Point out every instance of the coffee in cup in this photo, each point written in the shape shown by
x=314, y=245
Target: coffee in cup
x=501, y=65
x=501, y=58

:: Objectif ::
Mets à jour toutes ces lignes en remplaçant « coffee in cup » par « coffee in mug », sans rien modifier d'autre.

:: Réponse finale ::
Point out every instance of the coffee in mug in this photo, each point written in the shape shown by
x=314, y=245
Target: coffee in mug
x=501, y=65
x=501, y=58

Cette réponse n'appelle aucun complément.